* [BRIEF]
Pick out every line of the entries below where "window" occurs, and copy those lines.

[PROVIDED DATA Boundary: Start]

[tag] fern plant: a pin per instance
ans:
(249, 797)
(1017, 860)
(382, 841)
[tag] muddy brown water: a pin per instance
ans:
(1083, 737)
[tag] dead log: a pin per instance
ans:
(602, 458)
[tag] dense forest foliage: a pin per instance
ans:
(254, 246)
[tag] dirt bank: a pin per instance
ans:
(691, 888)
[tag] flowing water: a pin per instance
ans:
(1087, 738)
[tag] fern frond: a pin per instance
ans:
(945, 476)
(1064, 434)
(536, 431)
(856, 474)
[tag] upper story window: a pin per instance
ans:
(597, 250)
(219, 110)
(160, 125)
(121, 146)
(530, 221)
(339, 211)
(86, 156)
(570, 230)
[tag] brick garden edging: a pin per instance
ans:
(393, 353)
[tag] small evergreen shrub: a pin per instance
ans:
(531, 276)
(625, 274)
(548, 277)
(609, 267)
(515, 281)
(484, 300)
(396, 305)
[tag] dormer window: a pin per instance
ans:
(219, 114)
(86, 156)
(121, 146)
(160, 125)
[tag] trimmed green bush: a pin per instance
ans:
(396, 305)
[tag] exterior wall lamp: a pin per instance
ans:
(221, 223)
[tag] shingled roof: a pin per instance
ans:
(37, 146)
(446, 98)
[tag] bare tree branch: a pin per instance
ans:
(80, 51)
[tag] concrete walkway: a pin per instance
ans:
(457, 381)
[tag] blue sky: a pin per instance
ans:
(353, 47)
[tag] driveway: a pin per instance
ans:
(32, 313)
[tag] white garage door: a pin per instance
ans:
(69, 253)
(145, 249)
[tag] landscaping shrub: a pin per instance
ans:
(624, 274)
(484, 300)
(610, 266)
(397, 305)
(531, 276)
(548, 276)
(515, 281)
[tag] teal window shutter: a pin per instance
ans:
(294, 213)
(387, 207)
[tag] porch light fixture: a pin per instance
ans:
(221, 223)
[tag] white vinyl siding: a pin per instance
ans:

[PROVIDED DATA Boundary: End]

* [REPLY]
[tag] upper story window: a pin per instance
[tag] dormer window: a pin per instance
[tag] teal window shutter: a pin per instance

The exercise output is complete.